*文档正文:*
******

Triton Softmax 算子实现

前言

前两篇文章咱们学习了 Triton 的编程范式和内存管理，今天来看一个更实用的算子：Softmax。

Softmax 是 Transformer 架构的核心组件，Attention 机制里必用。更重要的是，实现 Softmax 需要用到 Triton 中非常重要的 Reduction 操作，这是前两篇文章还没覆盖的内容。

通过这篇文章，你将学会如何用 Triton 实现数值稳定的 Softmax，也会看到 Triton 在处理 Reduction 操作时相比 CUDA 有多简洁。

一、从 Softmax 说起

1.1 数学回顾

Softmax 的公式大家都很熟悉：

\text{softmax}(x_i) = \frac{\exp(x_i)}{\sum_j \exp(x_j)}

但直接这样实现会有数值问题：当 $x_i$ 很大时， $\exp(x_i)$ 可能会上溢出。所以工程上通常使用数值稳定的版本：

\text{softmax}(x_i) = \frac{\exp(x_i - \max(x))}{\sum_j \exp(x_j - \max(x))}

先减去最大值，这样指数的最大值是 $\exp(0) = 1$ ，不会溢出。

1.2 任务描述

给定一个 M×N 的矩阵 x，对每一行独立做 Softmax。也就是说：

输入：x，shape [M, N]
输出：out，shape [M, N]，每行元素和为 1

这是 Attention 机制中最常用的场景（M 个 query，N 个 key）。

二、CUDA 实现：手写 Reduction

在 CUDA 中实现 Softmax，最复杂的地方是 Reduction 操作——求每行的最大值和和。

******

*所供信息:*
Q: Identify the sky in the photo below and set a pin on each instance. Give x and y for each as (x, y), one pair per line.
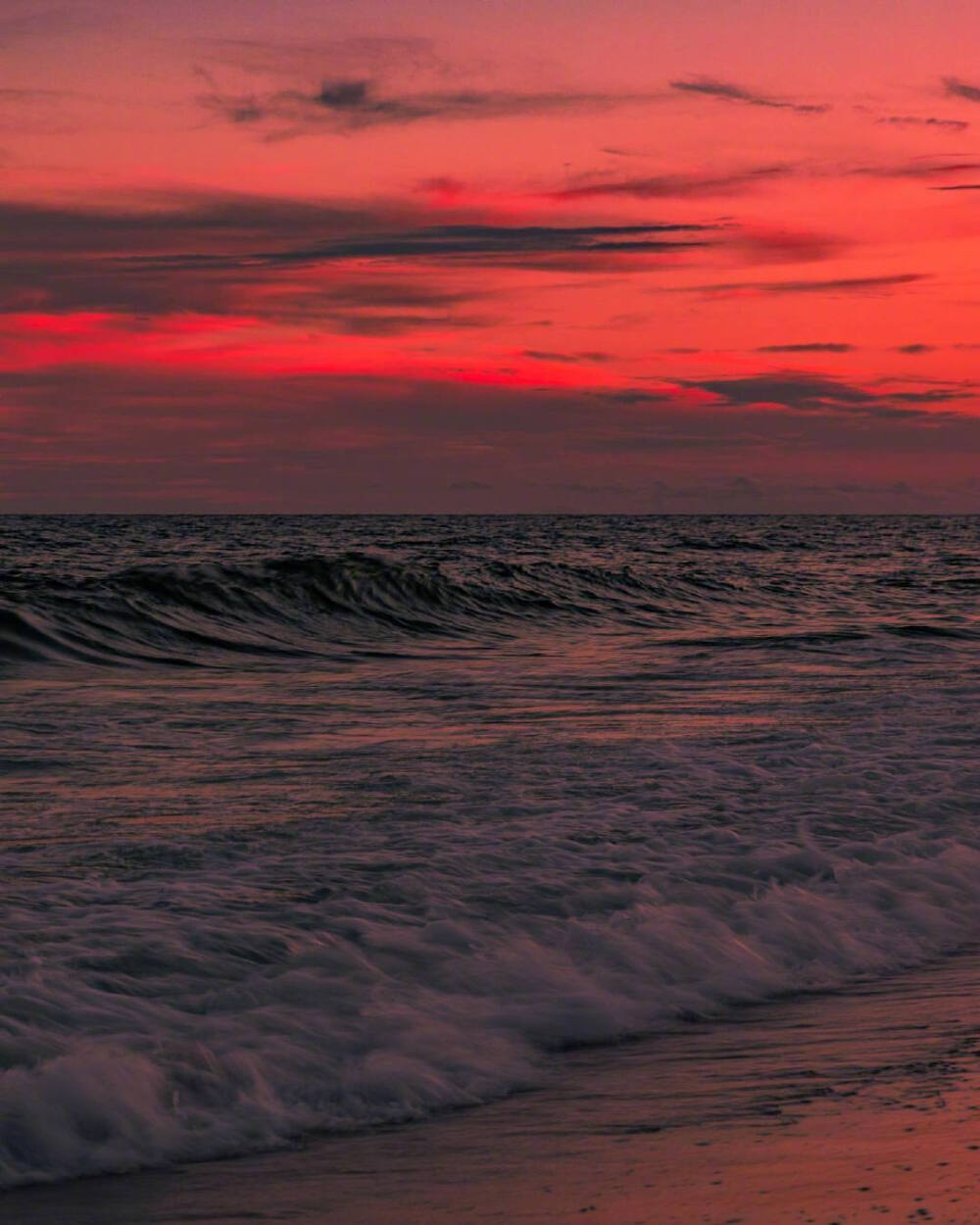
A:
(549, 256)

******

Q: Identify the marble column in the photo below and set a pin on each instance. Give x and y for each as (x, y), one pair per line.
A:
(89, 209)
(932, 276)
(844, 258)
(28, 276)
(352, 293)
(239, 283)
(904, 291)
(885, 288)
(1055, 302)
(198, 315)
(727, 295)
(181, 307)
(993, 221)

******

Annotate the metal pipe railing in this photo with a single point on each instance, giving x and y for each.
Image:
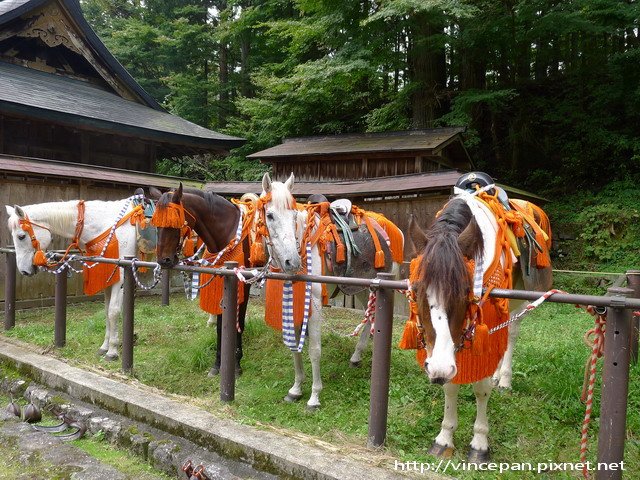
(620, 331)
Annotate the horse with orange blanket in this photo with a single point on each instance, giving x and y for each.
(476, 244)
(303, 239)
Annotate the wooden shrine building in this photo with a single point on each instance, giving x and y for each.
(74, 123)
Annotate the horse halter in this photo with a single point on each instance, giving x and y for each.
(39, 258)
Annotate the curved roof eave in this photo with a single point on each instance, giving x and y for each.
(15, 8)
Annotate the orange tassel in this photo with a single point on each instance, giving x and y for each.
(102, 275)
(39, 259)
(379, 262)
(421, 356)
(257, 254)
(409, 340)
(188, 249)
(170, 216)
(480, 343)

******

*练习任务:*
请从介绍 Triton Softmax 算子实现的文章末句之后续写该文。

*任务解答:*
2.1 Reduction 回顾

还记得咱们在之前教程中学过的 Reduction 吗？在 CUDA 中求一个数组的最大值，需要：

// 加载数据到 shared memory
__shared__ float sdata[BLOCKSIZE];
sdata[tid] = data[i];
__syncthreads();

// 多轮归约
for (int s = BLOCKSIZE / 2; s > 0; s >>= 1) {
    if (tid < s) {
        sdata[tid] = fmaxf(sdata[tid], sdata[tid + s]);
    }
    __syncthreads();
}

每次迭代，参与比较的线程数减半，最后 sdata[0] 就是最大值。Shared Memory + 多轮循环 + 同步，一个都不能少。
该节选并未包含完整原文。